中央社会保険医療協議会(小塩隆士会長)は2日、令和6年度の次期診療報酬改定から施行時期を2か月後ろ倒しし、材料価格改定も含め6年6月1日から施行する対応を了解した。6年度内に改定結果検証調査が実施できるよう、入院基本料等に設ける経過措置は6年9月末を基本とする。一方、6年度の薬価改定は例年通りの対応を継続し、6年4月1日に施行。7年度以降の薬価調査も例年通りに実施可能となる。健保連の松本真人理事は、保険者の負担軽減も含む医療保険制度全体の運営コスト削減が図られることを強く期待した。

中医協総会は2日、令和6年度の次期診療報酬改定に向けて、前回の4月26日に引き続き、「医療DX」をテーマに議論した。

4月26日の会合では、診療報酬改定の施行時期の後ろ倒しに対し、支払・診療側委員から、▽改定の結果検証にマイナス面の影響をできるだけ生じさせない長さにするなど考慮し、総合的に検討する必要がある▽4月改定を前提としていたサイクルが変わり、現場が混乱しないよう丁寧な説明や配慮が必要となる▽薬価のシステム改修は、4月施行でも十分対応が可能である─など指摘された。

*演習データ*:
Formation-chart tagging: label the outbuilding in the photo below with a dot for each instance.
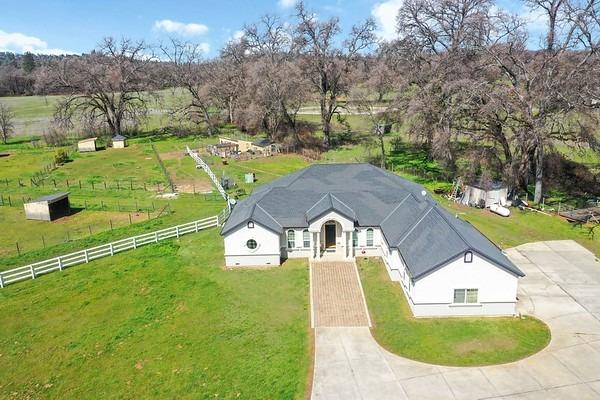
(337, 212)
(119, 142)
(87, 145)
(48, 208)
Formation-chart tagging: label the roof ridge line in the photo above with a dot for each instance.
(395, 208)
(270, 216)
(415, 225)
(338, 199)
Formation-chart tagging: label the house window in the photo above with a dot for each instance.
(291, 239)
(465, 296)
(306, 238)
(469, 257)
(370, 237)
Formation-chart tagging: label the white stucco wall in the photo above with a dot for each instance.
(238, 254)
(86, 146)
(497, 289)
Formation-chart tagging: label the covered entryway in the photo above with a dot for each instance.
(331, 237)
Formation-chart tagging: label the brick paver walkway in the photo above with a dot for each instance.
(337, 297)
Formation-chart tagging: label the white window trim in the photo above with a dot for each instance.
(372, 231)
(465, 302)
(254, 249)
(288, 241)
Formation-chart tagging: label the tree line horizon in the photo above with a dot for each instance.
(460, 73)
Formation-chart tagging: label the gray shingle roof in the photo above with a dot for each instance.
(426, 235)
(329, 203)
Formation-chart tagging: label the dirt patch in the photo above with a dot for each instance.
(485, 345)
(172, 155)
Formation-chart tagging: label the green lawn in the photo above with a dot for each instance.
(445, 341)
(164, 321)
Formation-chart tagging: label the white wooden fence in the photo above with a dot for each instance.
(34, 270)
(200, 163)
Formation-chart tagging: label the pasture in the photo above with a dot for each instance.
(164, 321)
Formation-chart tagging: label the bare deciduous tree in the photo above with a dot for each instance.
(110, 86)
(326, 64)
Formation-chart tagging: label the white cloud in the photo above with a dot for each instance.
(180, 28)
(385, 16)
(286, 3)
(20, 43)
(205, 47)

*課題*:
1. 本文中の「中医協総会は2日、令和6年度の次期診療報酬改定に向けて、前回の4月26日に引き続き、「医療DX」をテーマに議論した。」という一文を英語に訳しなさい。
2. 診療報酬改定の施行時期についての記事を、最後の文の後から引き取って続きを書きなさい。
一覧の内容は本文とは関係がない。

*番号別の解答*:
1. On the 2nd, the Chuikyo general assembly, continuing from its previous meeting on April 26, discussed the theme of "medical DX" in preparation for the next medical fee revision in FY Reiwa 6.

2.
この日の会合では、厚生労働省が、政府の医療DX推進本部が6月2日に決定した「医療DXの推進に関する工程表」について説明。

6年度に医療機関等の各システム間の共通言語となるマスタおよびそれを活用した電子点数表を改善・提供して共通コストを削減することに加え、「診療報酬改定の施行時期の後ろ倒しに関し、実施年度および施行時期について、中医協の議論を踏まえて検討」とされているとした。

施行時期の後ろ倒しについては、「診療報酬改定に伴い、答申や告示から施行、初回請求までの期間が短く、医療機関・薬局等およびベンダの業務が逼迫し、大きな負担がかかっている」、「今後は、施行の時期を後ろ倒しし、共通算定モジュールを導入することで、負担の平準化や業務の効率化を図る必要がある」ことを課題として提起。

そのうえで、▽診療報酬改定DXの推進に向け、医療機関・薬局等やベンダの集中的な業務負荷を平準化するため、6年度診療報酬改定より施行時期を6月1日とする▽薬価改定の施行は例年通り4月1日とする─対応を論点として提示した。

従来の2年に1度の診療報酬改定と同様に、答申は2月上旬、関係告示等は3月上旬に実施。電子点数表は3月下旬に提供するスケジュールを想定。

さらに、6年4月に薬価改定が実施されれば、薬価調査を例年通りに実施することが可能と指摘。また、次期診療報酬改定を6月に施行した場合、経過措置は9月末を基本とし、年度内の検証調査が実施可能とした。

健保連の松本真人理事は、薬価制度の健全な運営の観点からも、薬価改定を例年通り4月1日施行とする事務局案に賛同すると言及。

また、診療報酬改定は、2か月後ろ倒しする6月施行でも、経過措置は従来通り9月末までとする取扱いは、検証調査を適切に実施する観点から妥当との考えを示した。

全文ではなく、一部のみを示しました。